| Description of the task |
Return every one of the items below word for word, but leave the pictures out.
--- START Data excerpts ---
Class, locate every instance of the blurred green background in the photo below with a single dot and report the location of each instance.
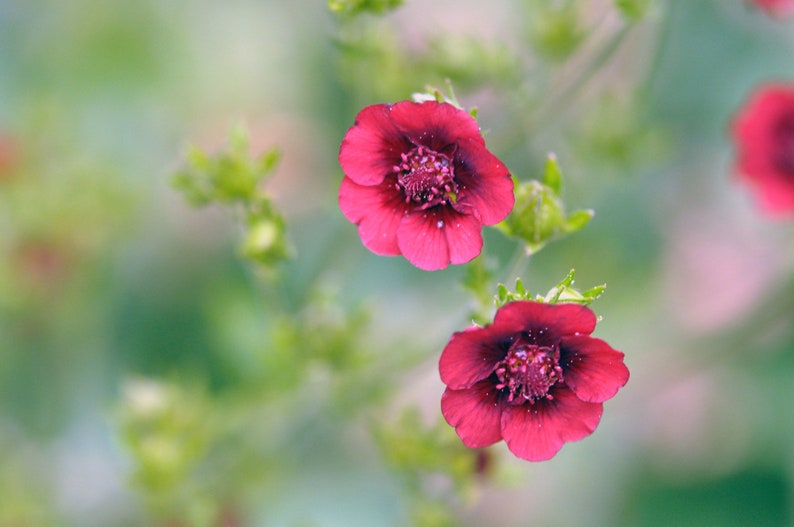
(149, 376)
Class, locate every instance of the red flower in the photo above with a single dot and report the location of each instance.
(764, 135)
(534, 378)
(420, 182)
(775, 7)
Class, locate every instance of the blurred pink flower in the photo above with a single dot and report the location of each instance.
(534, 378)
(763, 132)
(419, 182)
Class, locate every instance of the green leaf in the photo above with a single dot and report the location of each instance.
(577, 220)
(552, 176)
(634, 10)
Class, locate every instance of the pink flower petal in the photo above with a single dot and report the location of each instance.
(464, 235)
(435, 125)
(536, 432)
(592, 369)
(475, 413)
(470, 356)
(422, 241)
(377, 210)
(372, 146)
(485, 183)
(555, 320)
--- END Data excerpts ---
| Result |
Class, locate every instance of the blurred green background in the photo below with a single dot and report the location of each instance.
(149, 376)
Class, locate every instance of the red flower in the photo above with a single dot and report the location of each instance.
(764, 135)
(534, 378)
(420, 182)
(775, 7)
Class, locate every instance of the blurred pink flower in the photo above with a single dot and report the location of each instance.
(534, 378)
(763, 132)
(419, 182)
Class, locate every instance of the green leaf in the photo above with a single dot and report the location of each instance.
(577, 220)
(552, 176)
(634, 10)
Class, locate every instance of the pink flower petal in the photo above with a single dot and report the location of each instance.
(464, 235)
(435, 125)
(536, 432)
(592, 369)
(475, 413)
(470, 356)
(422, 241)
(377, 210)
(372, 146)
(485, 183)
(555, 320)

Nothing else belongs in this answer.